- [WORK TO BE COMPLETED] Give the lines of the records from the line holding "of the <item>wispy" through the line holding "82], [358, 81]]", both included, as a numbered list without any blank lines.

- [INPUT MATERIAL]

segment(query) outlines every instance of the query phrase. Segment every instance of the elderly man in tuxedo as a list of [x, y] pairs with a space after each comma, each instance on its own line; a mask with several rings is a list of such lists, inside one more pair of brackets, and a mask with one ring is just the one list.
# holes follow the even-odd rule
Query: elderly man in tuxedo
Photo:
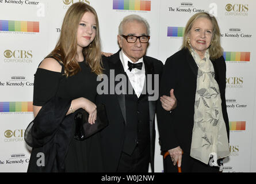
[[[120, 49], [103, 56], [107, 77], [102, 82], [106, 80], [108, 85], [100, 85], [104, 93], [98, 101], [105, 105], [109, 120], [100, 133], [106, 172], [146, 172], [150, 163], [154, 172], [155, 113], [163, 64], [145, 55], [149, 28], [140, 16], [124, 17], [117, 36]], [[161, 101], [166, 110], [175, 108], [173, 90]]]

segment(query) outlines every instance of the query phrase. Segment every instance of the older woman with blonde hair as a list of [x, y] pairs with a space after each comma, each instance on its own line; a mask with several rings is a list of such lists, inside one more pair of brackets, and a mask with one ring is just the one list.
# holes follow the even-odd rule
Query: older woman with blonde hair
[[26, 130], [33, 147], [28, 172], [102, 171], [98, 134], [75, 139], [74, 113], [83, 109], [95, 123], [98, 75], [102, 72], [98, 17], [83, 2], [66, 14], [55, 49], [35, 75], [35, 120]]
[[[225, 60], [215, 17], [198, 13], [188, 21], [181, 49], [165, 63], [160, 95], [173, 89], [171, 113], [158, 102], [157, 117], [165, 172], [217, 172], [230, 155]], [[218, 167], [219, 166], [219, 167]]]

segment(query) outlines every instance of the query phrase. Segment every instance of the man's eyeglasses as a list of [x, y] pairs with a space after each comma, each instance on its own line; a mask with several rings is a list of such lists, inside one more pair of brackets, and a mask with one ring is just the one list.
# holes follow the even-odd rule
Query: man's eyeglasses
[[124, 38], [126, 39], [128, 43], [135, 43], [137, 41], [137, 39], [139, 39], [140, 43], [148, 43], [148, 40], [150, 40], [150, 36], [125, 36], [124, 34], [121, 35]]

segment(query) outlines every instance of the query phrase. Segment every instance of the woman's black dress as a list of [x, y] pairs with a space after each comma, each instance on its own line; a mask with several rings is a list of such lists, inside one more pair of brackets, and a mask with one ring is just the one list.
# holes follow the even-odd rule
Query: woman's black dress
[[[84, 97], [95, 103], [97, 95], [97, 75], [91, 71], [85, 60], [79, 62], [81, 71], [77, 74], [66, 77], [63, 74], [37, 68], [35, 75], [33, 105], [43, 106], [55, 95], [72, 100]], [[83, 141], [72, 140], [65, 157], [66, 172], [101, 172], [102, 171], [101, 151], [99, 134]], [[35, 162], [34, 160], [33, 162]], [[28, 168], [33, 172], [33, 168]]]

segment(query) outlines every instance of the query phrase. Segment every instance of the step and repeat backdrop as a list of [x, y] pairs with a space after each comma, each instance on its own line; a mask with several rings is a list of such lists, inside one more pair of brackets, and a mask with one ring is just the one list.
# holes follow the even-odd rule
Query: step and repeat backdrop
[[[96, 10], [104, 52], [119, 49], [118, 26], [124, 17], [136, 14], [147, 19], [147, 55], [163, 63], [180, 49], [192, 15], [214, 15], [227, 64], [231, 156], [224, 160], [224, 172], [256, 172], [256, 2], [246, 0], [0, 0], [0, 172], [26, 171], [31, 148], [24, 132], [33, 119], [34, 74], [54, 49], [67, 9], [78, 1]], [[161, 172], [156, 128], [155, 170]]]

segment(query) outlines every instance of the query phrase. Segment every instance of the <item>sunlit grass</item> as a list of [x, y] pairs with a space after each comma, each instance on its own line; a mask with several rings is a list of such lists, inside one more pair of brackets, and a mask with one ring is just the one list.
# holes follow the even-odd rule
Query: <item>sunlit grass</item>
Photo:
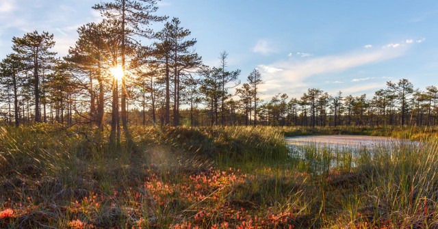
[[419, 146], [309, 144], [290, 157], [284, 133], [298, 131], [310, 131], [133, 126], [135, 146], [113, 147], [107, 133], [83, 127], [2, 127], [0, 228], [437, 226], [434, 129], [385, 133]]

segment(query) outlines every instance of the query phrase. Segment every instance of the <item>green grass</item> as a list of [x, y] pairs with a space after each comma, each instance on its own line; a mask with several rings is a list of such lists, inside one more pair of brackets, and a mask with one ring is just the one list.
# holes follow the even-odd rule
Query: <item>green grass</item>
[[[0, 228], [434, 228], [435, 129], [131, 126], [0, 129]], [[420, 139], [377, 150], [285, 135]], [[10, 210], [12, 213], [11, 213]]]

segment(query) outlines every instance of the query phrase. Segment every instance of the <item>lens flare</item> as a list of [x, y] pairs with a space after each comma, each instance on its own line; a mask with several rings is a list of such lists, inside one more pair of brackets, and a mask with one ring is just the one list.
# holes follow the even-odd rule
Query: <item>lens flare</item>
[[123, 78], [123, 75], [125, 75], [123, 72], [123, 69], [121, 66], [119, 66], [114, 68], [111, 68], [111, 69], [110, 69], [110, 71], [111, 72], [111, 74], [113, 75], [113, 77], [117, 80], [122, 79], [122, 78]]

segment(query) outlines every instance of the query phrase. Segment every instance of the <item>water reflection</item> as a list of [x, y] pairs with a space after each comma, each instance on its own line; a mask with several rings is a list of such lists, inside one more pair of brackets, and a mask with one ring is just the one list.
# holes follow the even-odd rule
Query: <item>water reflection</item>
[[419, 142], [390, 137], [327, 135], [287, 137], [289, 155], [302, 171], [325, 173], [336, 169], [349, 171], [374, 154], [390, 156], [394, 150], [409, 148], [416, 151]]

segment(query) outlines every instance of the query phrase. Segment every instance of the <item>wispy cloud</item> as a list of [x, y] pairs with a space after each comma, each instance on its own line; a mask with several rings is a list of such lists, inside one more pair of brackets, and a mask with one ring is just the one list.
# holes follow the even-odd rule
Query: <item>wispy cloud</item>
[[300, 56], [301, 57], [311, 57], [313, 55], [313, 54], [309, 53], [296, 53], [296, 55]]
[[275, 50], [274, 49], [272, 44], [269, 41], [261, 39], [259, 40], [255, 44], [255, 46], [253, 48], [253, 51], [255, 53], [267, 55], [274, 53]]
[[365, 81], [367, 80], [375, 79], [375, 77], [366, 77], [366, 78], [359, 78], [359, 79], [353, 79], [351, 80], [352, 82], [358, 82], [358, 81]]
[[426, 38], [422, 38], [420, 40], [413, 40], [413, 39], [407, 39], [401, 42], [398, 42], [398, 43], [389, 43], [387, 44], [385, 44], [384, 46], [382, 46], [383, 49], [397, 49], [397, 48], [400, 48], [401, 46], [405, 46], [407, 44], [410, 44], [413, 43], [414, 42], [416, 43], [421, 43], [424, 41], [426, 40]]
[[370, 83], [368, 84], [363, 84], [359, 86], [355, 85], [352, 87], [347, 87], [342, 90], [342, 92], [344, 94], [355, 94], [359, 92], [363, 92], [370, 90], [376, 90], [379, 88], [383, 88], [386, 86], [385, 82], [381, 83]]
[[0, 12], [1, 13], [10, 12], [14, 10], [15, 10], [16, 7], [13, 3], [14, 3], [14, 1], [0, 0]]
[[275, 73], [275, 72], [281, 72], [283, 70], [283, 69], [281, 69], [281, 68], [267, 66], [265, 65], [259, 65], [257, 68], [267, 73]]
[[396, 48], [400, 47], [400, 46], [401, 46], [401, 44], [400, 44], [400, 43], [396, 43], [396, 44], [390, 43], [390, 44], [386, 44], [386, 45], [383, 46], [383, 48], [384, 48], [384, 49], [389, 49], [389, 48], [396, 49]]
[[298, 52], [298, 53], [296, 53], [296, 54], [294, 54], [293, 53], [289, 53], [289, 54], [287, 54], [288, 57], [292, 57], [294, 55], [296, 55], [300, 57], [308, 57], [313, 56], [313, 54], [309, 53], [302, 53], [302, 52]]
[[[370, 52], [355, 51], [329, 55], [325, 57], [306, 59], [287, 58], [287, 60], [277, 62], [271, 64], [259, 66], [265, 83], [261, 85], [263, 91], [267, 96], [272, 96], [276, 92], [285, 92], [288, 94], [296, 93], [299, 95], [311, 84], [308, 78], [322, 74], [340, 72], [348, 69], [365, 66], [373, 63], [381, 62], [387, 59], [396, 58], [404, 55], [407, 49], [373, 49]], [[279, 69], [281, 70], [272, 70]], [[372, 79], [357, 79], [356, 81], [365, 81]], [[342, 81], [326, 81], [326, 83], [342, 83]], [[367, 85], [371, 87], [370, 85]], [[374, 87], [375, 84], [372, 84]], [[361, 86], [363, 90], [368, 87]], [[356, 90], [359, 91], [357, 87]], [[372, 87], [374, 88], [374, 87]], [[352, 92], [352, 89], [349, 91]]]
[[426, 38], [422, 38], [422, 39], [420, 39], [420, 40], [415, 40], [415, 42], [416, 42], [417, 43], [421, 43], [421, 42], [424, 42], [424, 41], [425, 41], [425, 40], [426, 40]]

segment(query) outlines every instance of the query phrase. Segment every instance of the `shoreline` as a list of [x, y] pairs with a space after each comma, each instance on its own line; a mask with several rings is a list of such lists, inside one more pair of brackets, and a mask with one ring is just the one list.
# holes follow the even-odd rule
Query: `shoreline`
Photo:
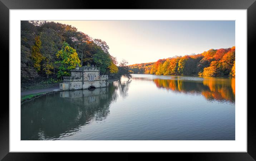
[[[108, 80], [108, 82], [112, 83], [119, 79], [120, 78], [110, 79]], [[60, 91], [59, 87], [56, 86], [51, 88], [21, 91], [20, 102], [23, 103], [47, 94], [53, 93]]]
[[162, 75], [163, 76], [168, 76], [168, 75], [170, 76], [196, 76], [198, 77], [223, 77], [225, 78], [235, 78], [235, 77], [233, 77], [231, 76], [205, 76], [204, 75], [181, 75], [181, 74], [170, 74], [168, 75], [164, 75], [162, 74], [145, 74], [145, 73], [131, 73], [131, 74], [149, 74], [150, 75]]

- [RESULT FOR THIS TASK]
1. segment(query) outlines every instance of the query phrase. Segment every instance of the <item>wispy cloud</item> as a list of [x, y] pairs with a space after each comma, each instance on its own line; a mask with several rings is a list of such lists, inside one more pair of brackets, and a mask with one ring is just the one list.
2. # holes follow the even-odd rule
3. Query: <item>wispy cloud</item>
4. [[300, 56], [301, 57], [311, 57], [313, 55], [313, 54], [309, 53], [296, 53], [296, 55]]
5. [[275, 50], [274, 49], [272, 44], [269, 41], [261, 39], [259, 40], [255, 44], [255, 46], [253, 48], [253, 51], [255, 53], [267, 55], [274, 53]]
6. [[365, 81], [367, 80], [375, 79], [375, 77], [366, 77], [366, 78], [359, 78], [359, 79], [353, 79], [351, 80], [352, 82], [358, 82], [358, 81]]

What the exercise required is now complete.